(Records for the task begins)

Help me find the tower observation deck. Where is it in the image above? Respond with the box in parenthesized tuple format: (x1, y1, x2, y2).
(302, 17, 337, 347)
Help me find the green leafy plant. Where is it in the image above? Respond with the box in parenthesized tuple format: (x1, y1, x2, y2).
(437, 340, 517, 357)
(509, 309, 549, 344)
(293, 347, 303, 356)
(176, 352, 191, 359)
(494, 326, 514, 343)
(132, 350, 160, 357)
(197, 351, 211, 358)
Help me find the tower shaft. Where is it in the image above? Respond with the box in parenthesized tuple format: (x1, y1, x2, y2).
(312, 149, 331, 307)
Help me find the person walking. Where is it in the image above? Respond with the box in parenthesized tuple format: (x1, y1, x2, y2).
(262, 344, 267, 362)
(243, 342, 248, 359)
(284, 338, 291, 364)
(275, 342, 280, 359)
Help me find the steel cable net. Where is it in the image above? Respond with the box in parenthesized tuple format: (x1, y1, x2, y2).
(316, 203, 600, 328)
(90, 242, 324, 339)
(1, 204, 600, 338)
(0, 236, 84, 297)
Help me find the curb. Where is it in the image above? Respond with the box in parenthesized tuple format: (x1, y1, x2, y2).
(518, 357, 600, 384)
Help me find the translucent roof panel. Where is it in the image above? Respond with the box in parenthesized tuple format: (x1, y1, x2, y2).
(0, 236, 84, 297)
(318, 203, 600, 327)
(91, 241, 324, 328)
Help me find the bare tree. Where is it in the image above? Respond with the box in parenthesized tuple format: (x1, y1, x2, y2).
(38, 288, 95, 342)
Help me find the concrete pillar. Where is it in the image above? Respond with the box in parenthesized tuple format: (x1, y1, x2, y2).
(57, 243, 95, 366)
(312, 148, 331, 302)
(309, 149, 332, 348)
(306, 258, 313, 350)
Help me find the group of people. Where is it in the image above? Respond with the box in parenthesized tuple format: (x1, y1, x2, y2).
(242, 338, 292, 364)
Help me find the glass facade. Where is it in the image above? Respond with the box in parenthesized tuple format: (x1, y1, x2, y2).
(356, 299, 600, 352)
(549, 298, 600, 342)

(Records for the task ends)

§ **Work to be completed**
Could you output each line above exactly as it was given?

§ **Result for this exercise**
Help me find the tower observation deck. Where is it in the image above? Respond with the box in parenthesized tuple format: (x1, y1, x2, y2).
(302, 17, 337, 347)
Help me find the green leafy plant. Where is it in the image above? Respond with the box in parenthesized tuple format: (x1, y1, x2, y2).
(437, 340, 517, 357)
(509, 309, 549, 344)
(293, 347, 303, 356)
(176, 352, 191, 359)
(494, 326, 514, 343)
(132, 350, 160, 357)
(197, 351, 211, 358)
Help me find the tower shaft. Where is it in the image above? Respond with the box in parenthesized tuple format: (x1, y1, x2, y2).
(312, 149, 331, 307)
Help me find the person walking. Where is it in the image above? Respond with the box in parenthesized tuple format: (x1, y1, x2, y2).
(262, 344, 267, 362)
(243, 342, 248, 359)
(284, 338, 291, 364)
(275, 342, 280, 359)
Help me find the steel cable net. Where is it in the image above? Respond with the box in parenthesized tuple format: (x1, y1, x2, y2).
(316, 203, 600, 328)
(90, 242, 324, 339)
(1, 204, 600, 338)
(0, 236, 84, 297)
Help me find the curb. Where is it in the image above? Respond with the box in parenthesized tuple format: (x1, y1, x2, y2).
(518, 357, 600, 384)
Help me find the translucent roof panel. Where is it in the image above? Respond with the box in parenthesized tuple format: (x1, y1, x2, y2).
(0, 236, 84, 297)
(318, 203, 600, 327)
(91, 241, 324, 328)
Help me find the bare tree. Where is it in the image above? Respond with the box in parenthesized tuple format: (x1, y1, x2, y2).
(38, 288, 95, 342)
Help me find the concrete pillar. Where is it in the image above? Respond with the box in parenthesized tuple format: (x1, y1, x2, y2).
(57, 243, 95, 366)
(312, 148, 331, 302)
(309, 149, 332, 348)
(306, 258, 313, 350)
Help me find the group of people. Where is it in the image above? Respond with the box in parenthesized tuple format: (x1, y1, x2, y2).
(242, 338, 292, 364)
Help me find the glass facade. Where is it in the image above? Respond with the box in parenthesized tuple format: (x1, y1, x2, y2).
(356, 299, 600, 352)
(549, 298, 600, 342)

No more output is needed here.